▶ **Passage to read**
* * * * * * * * *
Getty ImagesFor fostering a system in which people were offered money to injure other people, could Gregg Williams end up in a place where people routinely injure other people for free?
That's the interesting question posed Monday by Gregg Doyel at CBSSports.com and Phil Mushnick of the New York Post. Is what Gregg Williams did actually illegal? And if so, should he end up in the pokey? Doyel asked his father, a retired judge and criminal defense attorney.
"There's no question, this was criminal. If a player was hurt, and he was hurt by players playing outside the rules -- with intent to injure, and 'intent' is the key word here -- that makes it a battery. No one in the NFL consents to being hit in such a way that is intended to injure them. This was criminal."
And here's what Mushnick argues:
For years, the NFL's version of "tackle football" had been headed for a rendezvous with criminality. In the Saints' case, pro football became less a sport than a purposefully coached under-business that rewarded excessive brutality and attempts to maim and disable opponents — opponents, known in the big business world, as competitors.
And that meets every standard of what the fronts of our newspapers, district attorneys and attorneys general classify as organized crime.
Putting right or wrong aside for a second, if you're going to put Williams in jail for this, then don't you also have to be prepared to put about half the NFL in jail, too? If I hire a dude named Lenny to kneecap someone, and we get caught, then I have to go to jail and Lenny has to go to jail, too. Are we going to lock up a bunch of Saints defensive linemen and linebackers for hitting Brett Favre really hard?
* * * * * * * * *
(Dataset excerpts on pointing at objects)
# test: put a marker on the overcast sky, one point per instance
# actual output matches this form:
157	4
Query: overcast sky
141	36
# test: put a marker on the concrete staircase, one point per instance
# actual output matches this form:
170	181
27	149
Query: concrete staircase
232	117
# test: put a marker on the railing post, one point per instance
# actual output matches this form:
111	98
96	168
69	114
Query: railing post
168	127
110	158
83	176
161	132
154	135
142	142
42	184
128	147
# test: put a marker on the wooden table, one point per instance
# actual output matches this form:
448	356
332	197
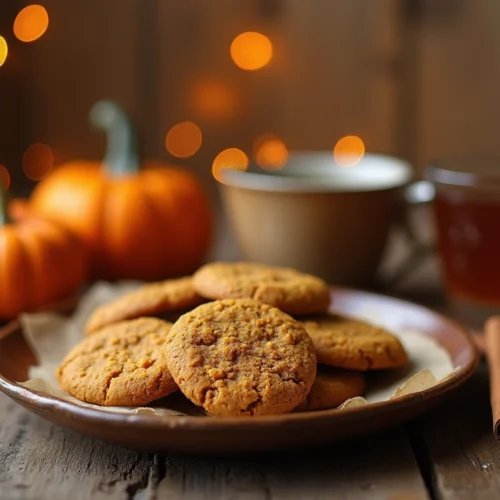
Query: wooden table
449	453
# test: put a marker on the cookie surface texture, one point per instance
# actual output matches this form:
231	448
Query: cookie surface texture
239	357
147	300
287	289
350	343
333	387
121	365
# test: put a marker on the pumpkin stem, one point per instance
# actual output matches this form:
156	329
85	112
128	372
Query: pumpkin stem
122	156
4	213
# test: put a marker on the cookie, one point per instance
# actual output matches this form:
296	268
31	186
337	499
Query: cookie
121	365
148	300
333	387
349	343
287	289
239	357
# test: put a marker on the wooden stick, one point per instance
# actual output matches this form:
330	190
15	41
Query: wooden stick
492	352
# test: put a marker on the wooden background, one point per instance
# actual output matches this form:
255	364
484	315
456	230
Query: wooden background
415	78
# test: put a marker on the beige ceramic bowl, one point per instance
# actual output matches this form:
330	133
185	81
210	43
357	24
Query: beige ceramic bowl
316	216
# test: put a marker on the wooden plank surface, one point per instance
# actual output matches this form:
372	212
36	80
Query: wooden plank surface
41	461
457	444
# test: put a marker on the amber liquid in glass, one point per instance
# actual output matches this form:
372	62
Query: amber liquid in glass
469	245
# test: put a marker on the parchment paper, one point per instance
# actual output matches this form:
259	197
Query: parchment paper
52	335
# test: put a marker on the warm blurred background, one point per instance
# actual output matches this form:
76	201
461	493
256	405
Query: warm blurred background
413	78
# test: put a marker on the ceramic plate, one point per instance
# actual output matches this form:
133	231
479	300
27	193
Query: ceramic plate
191	434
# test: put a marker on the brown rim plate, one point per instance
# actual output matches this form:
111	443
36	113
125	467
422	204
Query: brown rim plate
191	434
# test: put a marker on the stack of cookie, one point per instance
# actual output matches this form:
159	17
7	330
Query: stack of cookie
246	340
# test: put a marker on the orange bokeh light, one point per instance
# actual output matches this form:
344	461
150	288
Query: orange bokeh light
270	152
38	161
348	151
4	50
232	158
183	139
251	50
4	177
213	99
31	23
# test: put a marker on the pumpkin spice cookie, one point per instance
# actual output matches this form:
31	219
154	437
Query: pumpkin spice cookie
239	357
121	365
333	387
350	343
148	300
287	289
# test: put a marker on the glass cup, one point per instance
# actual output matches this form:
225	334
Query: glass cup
467	214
* * * * * * * * *
▶ **What the task requires**
Translate this sentence from the article on Gregg Williams into Spanish: "Is what Gregg Williams did actually illegal?" The listing is drawn from a separate source.

▶ **Result for this exercise**
¿Es realmente ilegal lo que hizo Gregg Williams?